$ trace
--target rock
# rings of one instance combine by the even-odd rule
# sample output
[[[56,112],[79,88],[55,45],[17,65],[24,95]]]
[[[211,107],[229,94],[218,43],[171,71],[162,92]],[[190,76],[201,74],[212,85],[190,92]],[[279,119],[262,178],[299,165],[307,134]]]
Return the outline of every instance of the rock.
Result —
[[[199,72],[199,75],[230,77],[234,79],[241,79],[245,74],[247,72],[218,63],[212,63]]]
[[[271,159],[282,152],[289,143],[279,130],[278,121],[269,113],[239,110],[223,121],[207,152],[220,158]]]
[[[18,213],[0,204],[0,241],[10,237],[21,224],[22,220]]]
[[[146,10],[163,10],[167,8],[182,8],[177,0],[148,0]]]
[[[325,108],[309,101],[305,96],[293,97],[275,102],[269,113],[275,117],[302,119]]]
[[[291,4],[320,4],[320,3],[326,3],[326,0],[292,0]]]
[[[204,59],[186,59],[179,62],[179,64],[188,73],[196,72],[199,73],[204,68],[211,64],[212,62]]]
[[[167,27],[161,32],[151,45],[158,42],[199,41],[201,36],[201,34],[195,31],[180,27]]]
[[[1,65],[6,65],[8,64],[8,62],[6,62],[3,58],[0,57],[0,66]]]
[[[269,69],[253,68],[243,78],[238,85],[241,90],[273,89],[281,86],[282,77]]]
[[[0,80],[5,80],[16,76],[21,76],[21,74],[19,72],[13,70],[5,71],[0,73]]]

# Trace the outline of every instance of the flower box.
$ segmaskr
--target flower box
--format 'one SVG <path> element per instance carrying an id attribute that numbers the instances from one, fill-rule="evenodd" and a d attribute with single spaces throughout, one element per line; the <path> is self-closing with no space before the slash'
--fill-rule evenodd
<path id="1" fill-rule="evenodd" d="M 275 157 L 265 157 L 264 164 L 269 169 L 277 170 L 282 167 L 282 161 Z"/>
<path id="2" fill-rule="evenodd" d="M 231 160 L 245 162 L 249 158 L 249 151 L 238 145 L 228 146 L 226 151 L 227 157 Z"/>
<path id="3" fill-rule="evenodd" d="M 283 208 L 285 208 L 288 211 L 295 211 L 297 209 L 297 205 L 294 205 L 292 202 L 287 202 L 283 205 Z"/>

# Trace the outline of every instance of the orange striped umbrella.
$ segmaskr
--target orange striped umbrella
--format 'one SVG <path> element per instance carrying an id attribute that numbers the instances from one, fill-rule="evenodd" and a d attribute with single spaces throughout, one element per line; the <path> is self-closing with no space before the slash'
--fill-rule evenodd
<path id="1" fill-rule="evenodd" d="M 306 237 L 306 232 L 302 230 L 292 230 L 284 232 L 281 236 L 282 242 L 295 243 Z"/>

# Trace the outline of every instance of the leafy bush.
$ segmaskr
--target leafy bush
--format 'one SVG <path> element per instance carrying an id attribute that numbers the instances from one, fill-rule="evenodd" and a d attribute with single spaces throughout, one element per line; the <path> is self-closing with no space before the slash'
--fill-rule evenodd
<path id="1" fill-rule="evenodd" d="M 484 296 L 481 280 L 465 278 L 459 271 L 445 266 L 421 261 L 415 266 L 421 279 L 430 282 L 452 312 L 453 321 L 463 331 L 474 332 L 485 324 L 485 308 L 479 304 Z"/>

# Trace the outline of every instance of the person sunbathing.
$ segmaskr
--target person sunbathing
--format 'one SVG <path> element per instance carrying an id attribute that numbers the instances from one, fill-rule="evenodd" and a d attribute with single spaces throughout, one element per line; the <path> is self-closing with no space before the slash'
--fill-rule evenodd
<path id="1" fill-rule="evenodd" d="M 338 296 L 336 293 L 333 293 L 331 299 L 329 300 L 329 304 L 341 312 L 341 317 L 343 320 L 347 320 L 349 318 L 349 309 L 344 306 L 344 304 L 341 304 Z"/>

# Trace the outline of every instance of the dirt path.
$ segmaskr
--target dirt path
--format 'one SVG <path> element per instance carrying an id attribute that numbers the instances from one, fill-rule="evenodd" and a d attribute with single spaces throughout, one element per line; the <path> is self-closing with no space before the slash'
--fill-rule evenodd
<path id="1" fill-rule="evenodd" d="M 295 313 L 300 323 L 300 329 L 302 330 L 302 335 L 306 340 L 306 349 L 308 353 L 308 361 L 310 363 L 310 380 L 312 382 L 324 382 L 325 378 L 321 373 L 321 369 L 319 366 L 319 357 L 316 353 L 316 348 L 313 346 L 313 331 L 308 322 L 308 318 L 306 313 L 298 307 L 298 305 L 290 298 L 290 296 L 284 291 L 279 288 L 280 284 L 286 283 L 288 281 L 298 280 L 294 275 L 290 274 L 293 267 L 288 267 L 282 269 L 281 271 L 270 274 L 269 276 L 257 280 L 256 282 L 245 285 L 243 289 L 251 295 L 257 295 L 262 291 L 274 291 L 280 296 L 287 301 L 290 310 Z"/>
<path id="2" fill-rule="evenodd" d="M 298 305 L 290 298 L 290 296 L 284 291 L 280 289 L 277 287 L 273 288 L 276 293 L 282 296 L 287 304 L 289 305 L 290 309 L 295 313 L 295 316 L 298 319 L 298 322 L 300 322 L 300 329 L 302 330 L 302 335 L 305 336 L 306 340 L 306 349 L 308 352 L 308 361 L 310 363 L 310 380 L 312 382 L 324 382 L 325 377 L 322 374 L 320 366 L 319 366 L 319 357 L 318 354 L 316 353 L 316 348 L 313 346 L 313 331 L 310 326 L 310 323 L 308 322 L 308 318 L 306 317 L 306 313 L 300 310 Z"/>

__Problem to work on__
Recast the listing above as a JSON array of strings, one string per line, with blank lines omitted.

__Solution to the problem__
[
  "$ trace",
  "--target rock",
  "# rings of one instance combine by the even-odd rule",
  "# sample output",
  "[[[56,112],[79,88],[55,45],[17,65],[24,95]]]",
  "[[[211,107],[229,94],[218,43],[171,71],[162,92]],[[190,76],[201,74],[212,85],[190,92]],[[279,119],[262,178],[299,165],[307,134]]]",
  "Return the outline of every instance of the rock.",
  "Result —",
  "[[[199,72],[199,75],[230,77],[234,79],[241,79],[245,74],[247,72],[218,63],[212,63]]]",
  "[[[271,159],[282,152],[289,143],[279,130],[278,121],[269,113],[239,110],[223,121],[207,152],[220,158]]]",
  "[[[18,213],[0,204],[0,241],[10,237],[21,224],[22,220]]]",
  "[[[146,10],[163,10],[167,8],[182,8],[177,0],[148,0]]]",
  "[[[325,108],[309,101],[305,96],[293,97],[275,102],[269,113],[275,117],[302,119]]]",
  "[[[291,4],[320,4],[320,3],[326,3],[326,0],[292,0]]]",
  "[[[204,59],[186,59],[179,62],[179,64],[188,73],[196,72],[199,73],[204,68],[211,64],[212,62]]]",
  "[[[167,27],[161,32],[151,45],[158,42],[199,41],[201,36],[201,34],[195,31],[180,27]]]",
  "[[[1,65],[6,65],[8,64],[8,62],[6,62],[3,58],[0,57],[0,66]]]",
  "[[[269,69],[253,68],[243,78],[238,85],[241,90],[273,89],[281,86],[282,77]]]",
  "[[[0,80],[5,80],[16,76],[21,76],[21,74],[19,72],[13,70],[5,71],[0,73]]]",
  "# Trace the outline of every instance of the flower box.",
  "$ segmaskr",
  "--target flower box",
  "--format 'one SVG <path> element per instance carrying an id attribute that numbers the instances from one, fill-rule=\"evenodd\" and a d attribute with single spaces throughout, one element per line; the <path> is self-closing with no space before the slash'",
  "--fill-rule evenodd",
  "<path id=\"1\" fill-rule=\"evenodd\" d=\"M 275 157 L 265 157 L 264 164 L 269 169 L 277 170 L 282 167 L 282 161 Z\"/>",
  "<path id=\"2\" fill-rule=\"evenodd\" d=\"M 231 160 L 245 162 L 249 158 L 249 151 L 238 145 L 228 146 L 226 151 L 227 157 Z\"/>",
  "<path id=\"3\" fill-rule=\"evenodd\" d=\"M 283 208 L 285 208 L 288 211 L 295 211 L 297 209 L 297 205 L 294 205 L 292 202 L 287 202 L 283 205 Z\"/>",
  "# Trace the outline of every instance of the orange striped umbrella.",
  "$ segmaskr",
  "--target orange striped umbrella",
  "--format 'one SVG <path> element per instance carrying an id attribute that numbers the instances from one, fill-rule=\"evenodd\" and a d attribute with single spaces throughout, one element per line; the <path> is self-closing with no space before the slash'",
  "--fill-rule evenodd",
  "<path id=\"1\" fill-rule=\"evenodd\" d=\"M 306 237 L 306 232 L 302 230 L 292 230 L 284 232 L 281 236 L 282 242 L 295 243 Z\"/>",
  "# Trace the outline of every instance of the leafy bush.",
  "$ segmaskr",
  "--target leafy bush",
  "--format 'one SVG <path> element per instance carrying an id attribute that numbers the instances from one, fill-rule=\"evenodd\" and a d attribute with single spaces throughout, one element per line; the <path> is self-closing with no space before the slash'",
  "--fill-rule evenodd",
  "<path id=\"1\" fill-rule=\"evenodd\" d=\"M 484 296 L 481 280 L 465 278 L 459 271 L 445 266 L 421 261 L 415 266 L 421 279 L 430 282 L 452 312 L 453 321 L 463 331 L 474 332 L 485 324 L 485 308 L 479 304 Z\"/>",
  "# Trace the outline of every instance of the person sunbathing.",
  "$ segmaskr",
  "--target person sunbathing",
  "--format 'one SVG <path> element per instance carrying an id attribute that numbers the instances from one, fill-rule=\"evenodd\" and a d attribute with single spaces throughout, one element per line; the <path> is self-closing with no space before the slash'",
  "--fill-rule evenodd",
  "<path id=\"1\" fill-rule=\"evenodd\" d=\"M 338 296 L 336 293 L 333 293 L 331 299 L 329 300 L 329 304 L 341 312 L 341 317 L 343 320 L 347 320 L 349 318 L 349 309 L 344 306 L 344 304 L 341 304 Z\"/>",
  "# Trace the outline of every instance of the dirt path.",
  "$ segmaskr",
  "--target dirt path",
  "--format 'one SVG <path> element per instance carrying an id attribute that numbers the instances from one, fill-rule=\"evenodd\" and a d attribute with single spaces throughout, one element per line; the <path> is self-closing with no space before the slash'",
  "--fill-rule evenodd",
  "<path id=\"1\" fill-rule=\"evenodd\" d=\"M 295 313 L 300 323 L 300 329 L 302 330 L 302 335 L 306 340 L 306 349 L 308 353 L 308 361 L 310 363 L 310 380 L 312 382 L 324 382 L 325 378 L 321 373 L 321 369 L 319 366 L 319 357 L 316 353 L 316 348 L 313 346 L 313 331 L 308 322 L 308 318 L 306 313 L 298 307 L 298 305 L 290 298 L 290 296 L 284 291 L 279 288 L 280 284 L 286 283 L 288 281 L 298 280 L 294 275 L 290 274 L 293 267 L 288 267 L 282 269 L 281 271 L 270 274 L 269 276 L 257 280 L 256 282 L 245 285 L 243 289 L 251 295 L 257 295 L 262 291 L 274 291 L 280 296 L 287 301 L 290 310 Z\"/>",
  "<path id=\"2\" fill-rule=\"evenodd\" d=\"M 298 305 L 290 298 L 290 296 L 284 291 L 280 289 L 277 287 L 273 288 L 276 293 L 282 296 L 287 304 L 289 305 L 290 309 L 295 313 L 295 316 L 298 319 L 298 322 L 300 322 L 300 329 L 302 330 L 302 335 L 305 336 L 306 340 L 306 349 L 308 352 L 308 361 L 310 363 L 310 380 L 312 382 L 324 382 L 325 377 L 322 374 L 320 366 L 319 366 L 319 357 L 318 354 L 316 353 L 316 348 L 313 346 L 313 331 L 310 326 L 310 323 L 308 322 L 308 318 L 306 317 L 306 313 L 300 310 Z\"/>"
]